DIRECTIONS —
**1.** In the passage on cynicism, what do those who subjugate, intimidate, and kill absolutely depend upon?
**2.** Pick up the passage on cynicism after its final sentence and continue it in the same voice.

SOURCE DOCUMENT —
--------

At heart, cynicism is cowardice. It’s capitulation. Giving up. Letting the wrong people win without a fight. And the more cynical we become, the more dead and useless we become. If all we’re going to do is scowl and curse at those who are polluting our world with noise and smoke, we might as well get on the melting ice floes and make some room.
And this brings me, at last, to my point. There will always be those who will try to take what they can get away with. So long as greed exists, there will be those soulless voids who serve it at the expense of all others. There will be those who try to subjugate, intimidate, rape, kill, and torture. These people absolutely depend upon a population disinterested or distracted enough to let it happen. They rely on us to stay cynical, believing this world does not belong to us, and that it’s just how things are.

--------

RAW DATA —

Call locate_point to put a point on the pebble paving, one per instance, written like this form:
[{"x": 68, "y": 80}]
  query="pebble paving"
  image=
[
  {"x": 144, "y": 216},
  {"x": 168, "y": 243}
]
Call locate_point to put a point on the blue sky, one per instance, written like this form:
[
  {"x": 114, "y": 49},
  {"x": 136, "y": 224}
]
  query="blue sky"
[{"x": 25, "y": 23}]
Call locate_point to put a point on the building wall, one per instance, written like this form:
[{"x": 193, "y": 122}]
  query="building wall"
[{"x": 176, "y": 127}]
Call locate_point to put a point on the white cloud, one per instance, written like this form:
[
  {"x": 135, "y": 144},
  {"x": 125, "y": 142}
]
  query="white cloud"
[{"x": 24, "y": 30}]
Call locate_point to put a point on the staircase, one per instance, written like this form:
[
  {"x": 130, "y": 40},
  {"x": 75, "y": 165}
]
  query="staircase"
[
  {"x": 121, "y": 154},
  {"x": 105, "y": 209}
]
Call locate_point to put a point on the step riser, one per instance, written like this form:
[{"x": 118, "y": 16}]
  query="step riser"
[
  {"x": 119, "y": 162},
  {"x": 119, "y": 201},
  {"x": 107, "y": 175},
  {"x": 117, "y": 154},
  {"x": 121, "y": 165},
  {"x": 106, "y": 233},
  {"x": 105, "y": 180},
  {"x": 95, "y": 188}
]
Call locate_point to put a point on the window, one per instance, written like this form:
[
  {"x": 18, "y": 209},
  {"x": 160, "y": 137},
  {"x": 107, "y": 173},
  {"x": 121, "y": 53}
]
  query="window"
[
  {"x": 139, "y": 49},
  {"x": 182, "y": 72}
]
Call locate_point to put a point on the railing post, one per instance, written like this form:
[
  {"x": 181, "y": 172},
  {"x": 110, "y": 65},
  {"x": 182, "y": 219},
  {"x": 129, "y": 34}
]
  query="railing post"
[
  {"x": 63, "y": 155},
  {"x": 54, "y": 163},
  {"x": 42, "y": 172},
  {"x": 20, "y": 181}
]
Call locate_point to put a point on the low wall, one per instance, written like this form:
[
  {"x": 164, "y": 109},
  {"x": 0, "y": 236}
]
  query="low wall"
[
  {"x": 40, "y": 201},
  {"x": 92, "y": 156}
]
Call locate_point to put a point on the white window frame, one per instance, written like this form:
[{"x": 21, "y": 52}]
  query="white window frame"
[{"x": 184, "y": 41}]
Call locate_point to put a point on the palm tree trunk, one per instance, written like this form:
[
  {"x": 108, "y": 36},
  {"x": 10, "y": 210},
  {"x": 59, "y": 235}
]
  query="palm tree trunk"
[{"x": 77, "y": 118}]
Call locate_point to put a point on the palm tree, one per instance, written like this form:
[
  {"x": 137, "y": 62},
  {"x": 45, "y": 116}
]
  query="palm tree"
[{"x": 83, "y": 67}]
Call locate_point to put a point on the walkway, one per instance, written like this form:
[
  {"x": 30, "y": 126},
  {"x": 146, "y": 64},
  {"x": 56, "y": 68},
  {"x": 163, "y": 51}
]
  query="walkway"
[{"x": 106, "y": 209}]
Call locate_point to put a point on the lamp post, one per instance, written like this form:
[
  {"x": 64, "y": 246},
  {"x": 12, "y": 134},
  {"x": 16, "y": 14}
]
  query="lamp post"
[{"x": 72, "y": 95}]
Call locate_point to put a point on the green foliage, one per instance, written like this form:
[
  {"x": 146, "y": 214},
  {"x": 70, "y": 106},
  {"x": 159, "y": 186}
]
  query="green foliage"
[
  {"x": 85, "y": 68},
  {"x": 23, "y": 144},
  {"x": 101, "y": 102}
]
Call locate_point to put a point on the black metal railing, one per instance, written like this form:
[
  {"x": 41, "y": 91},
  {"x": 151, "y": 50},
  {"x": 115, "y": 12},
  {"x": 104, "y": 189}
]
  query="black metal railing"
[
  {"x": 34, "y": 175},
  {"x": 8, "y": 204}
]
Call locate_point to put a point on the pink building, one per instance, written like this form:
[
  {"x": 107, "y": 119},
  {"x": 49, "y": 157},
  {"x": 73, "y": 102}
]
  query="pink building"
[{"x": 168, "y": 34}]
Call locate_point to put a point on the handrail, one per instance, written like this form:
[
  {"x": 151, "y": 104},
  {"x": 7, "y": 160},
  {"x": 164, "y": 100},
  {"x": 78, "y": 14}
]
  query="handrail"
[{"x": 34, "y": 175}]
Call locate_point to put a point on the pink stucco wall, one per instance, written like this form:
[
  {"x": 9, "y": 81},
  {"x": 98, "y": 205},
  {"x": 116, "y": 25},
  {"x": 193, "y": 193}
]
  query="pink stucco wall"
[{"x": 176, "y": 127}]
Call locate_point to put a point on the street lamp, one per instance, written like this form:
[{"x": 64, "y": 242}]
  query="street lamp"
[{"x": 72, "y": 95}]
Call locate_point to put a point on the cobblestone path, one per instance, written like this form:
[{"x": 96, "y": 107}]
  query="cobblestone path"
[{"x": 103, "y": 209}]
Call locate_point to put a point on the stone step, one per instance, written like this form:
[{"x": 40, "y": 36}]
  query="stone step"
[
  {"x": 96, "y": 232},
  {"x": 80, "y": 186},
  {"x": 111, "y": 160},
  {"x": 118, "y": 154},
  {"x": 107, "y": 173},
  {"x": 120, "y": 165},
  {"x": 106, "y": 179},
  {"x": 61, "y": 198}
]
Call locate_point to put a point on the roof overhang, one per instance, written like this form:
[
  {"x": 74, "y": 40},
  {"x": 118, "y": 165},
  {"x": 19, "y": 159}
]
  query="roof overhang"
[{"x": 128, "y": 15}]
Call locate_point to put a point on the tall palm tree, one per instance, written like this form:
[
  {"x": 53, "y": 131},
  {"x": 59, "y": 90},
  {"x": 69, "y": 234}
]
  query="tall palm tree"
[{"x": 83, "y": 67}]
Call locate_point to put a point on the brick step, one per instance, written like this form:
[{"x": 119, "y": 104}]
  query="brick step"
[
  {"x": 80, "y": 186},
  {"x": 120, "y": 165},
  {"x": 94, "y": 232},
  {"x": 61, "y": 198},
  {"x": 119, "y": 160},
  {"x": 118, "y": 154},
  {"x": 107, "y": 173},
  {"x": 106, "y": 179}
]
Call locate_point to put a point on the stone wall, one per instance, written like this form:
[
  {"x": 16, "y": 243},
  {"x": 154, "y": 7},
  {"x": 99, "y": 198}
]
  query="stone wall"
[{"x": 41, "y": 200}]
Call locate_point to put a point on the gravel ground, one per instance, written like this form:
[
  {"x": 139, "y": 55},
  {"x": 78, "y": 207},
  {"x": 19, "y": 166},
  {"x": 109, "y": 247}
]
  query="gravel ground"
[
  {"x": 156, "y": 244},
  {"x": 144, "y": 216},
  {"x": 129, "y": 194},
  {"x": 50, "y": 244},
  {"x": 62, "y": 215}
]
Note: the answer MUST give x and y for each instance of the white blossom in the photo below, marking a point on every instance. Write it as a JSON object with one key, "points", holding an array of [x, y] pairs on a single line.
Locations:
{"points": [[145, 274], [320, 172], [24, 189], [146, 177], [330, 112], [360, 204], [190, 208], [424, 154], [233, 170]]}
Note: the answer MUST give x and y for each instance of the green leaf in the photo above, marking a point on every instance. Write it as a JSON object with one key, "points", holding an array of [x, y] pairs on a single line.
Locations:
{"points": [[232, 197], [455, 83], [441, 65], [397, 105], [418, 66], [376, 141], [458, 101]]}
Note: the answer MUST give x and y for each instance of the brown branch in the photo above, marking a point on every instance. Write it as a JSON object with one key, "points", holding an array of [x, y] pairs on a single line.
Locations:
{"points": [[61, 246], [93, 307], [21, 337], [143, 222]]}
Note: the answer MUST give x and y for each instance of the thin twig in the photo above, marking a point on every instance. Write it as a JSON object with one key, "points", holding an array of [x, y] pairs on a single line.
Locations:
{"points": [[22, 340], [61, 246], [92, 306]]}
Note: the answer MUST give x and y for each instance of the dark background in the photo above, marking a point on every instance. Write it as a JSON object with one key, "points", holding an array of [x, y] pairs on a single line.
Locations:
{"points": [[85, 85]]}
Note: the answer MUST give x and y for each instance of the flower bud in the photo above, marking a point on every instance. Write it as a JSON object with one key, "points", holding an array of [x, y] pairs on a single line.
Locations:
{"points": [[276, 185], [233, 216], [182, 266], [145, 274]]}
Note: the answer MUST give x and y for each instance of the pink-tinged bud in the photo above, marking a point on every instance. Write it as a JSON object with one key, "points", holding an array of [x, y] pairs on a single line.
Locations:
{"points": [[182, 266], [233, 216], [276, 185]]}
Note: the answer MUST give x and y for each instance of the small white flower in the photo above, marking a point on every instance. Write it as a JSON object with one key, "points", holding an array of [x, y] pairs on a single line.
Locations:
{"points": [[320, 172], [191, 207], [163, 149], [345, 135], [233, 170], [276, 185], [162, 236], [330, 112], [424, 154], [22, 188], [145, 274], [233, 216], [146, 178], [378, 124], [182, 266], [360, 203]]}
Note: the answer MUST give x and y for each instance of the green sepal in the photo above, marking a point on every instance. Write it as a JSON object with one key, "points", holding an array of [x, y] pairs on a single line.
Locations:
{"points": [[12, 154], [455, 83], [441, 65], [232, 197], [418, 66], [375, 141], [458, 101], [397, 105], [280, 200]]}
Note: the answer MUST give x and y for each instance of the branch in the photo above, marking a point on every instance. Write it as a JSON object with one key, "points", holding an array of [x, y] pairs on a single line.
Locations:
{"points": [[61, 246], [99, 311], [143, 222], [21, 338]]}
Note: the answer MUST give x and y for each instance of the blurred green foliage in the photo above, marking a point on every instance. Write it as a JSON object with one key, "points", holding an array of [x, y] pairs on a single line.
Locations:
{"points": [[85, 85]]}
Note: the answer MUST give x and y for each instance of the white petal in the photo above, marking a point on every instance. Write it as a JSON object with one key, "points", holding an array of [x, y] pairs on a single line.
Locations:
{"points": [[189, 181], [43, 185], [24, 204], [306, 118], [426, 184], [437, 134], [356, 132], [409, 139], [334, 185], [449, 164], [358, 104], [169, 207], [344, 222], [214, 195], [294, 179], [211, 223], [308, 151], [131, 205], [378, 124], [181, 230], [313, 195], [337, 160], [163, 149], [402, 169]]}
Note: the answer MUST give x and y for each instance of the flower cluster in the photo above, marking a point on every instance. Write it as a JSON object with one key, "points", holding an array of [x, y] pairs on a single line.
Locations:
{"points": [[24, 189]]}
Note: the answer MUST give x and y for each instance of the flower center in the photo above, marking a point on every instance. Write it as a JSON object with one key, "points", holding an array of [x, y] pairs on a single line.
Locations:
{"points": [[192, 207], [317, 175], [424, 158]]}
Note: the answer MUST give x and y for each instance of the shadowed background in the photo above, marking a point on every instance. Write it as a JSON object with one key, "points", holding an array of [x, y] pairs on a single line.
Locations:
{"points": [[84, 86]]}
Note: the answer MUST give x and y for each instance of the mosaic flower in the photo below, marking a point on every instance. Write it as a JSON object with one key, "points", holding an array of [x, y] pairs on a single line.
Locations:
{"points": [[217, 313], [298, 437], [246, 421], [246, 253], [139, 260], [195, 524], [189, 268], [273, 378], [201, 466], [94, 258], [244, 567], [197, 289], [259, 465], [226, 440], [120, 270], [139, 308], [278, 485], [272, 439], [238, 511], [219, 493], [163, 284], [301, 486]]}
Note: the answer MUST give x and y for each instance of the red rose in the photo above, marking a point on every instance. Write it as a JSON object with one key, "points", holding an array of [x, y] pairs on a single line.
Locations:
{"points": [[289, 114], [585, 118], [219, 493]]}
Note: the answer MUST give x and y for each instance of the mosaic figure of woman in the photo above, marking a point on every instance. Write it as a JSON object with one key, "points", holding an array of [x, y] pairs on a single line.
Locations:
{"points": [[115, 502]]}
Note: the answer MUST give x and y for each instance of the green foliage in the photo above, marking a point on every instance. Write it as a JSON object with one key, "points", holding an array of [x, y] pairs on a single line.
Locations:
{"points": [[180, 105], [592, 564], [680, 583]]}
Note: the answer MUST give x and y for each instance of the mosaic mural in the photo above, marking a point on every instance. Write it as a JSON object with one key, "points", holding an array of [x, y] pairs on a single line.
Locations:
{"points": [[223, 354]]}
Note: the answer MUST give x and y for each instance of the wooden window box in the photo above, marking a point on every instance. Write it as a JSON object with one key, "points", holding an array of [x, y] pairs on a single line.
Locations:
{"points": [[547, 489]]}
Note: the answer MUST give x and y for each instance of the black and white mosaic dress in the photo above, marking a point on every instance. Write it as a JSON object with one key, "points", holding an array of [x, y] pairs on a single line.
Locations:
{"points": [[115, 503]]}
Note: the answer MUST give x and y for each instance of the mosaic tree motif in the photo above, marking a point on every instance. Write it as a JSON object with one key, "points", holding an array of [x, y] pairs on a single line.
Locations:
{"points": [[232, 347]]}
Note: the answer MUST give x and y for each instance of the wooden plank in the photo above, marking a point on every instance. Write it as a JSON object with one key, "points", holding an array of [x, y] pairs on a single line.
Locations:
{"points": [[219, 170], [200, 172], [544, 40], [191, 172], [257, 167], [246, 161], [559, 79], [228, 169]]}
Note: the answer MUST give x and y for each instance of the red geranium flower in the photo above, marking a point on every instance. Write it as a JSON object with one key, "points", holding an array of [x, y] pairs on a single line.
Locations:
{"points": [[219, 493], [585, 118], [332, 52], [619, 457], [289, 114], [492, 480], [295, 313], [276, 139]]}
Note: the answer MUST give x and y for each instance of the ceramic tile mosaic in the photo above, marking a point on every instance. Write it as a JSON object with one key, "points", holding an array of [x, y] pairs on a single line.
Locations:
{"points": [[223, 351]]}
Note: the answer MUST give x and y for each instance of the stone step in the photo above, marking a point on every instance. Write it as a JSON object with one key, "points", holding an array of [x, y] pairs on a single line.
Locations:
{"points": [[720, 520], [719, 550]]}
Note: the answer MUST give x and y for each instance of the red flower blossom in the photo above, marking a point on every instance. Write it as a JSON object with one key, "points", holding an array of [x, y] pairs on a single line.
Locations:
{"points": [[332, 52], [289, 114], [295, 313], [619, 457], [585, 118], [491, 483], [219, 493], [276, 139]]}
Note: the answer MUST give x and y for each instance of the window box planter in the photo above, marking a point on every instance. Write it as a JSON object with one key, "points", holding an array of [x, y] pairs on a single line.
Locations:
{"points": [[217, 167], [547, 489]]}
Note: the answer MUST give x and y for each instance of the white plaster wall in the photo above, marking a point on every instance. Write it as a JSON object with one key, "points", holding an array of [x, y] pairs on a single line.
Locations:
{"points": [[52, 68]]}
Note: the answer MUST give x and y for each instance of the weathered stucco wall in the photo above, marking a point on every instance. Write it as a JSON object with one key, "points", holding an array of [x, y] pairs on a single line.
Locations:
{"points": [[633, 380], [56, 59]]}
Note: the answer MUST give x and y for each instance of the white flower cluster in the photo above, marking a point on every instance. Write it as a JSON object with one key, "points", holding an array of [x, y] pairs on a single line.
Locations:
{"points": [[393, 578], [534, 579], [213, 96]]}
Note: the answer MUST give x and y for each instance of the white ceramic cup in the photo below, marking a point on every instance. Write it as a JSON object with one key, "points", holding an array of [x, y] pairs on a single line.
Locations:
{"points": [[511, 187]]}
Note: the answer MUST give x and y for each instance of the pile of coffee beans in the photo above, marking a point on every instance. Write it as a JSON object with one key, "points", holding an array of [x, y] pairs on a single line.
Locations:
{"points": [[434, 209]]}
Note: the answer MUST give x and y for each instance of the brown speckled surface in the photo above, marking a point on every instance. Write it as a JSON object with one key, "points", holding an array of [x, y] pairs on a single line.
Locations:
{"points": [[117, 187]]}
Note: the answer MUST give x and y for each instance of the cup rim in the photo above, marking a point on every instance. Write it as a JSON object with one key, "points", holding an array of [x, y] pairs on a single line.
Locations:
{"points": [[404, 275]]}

--------

ANSWERS TO EACH TASK —
**1.** A population disinterested or distracted enough to let it happen.

**2.**
It’s hard to imagine what Dr. King faced as a leader of the African-American Civil Rights Movement in the 60s. It’s even harder to imagine someone with greater cause to be cynical. There must’ve been many nights when the doubts were crushing, that real change would not last, if it came at all. The risk to self, family, and friends for an uncertain goal…most would have left it, I think.
Risking all to erase division, to unite as one people…that is greatness. It’s inspiring when you see it. Not the false, jingoistic versions Hollywood loves to sling out, but the total commitment to an ideal that uplifts all people, even if it means not seeing it realized in your lifetime.
I’m shamed when I recall my years of sullen apathy. I’ve wasted time, which is the greatest sin any of us can commit. But I’m not dead yet. And there’s plenty to do in the meantime.
What does MLK Day mean to you?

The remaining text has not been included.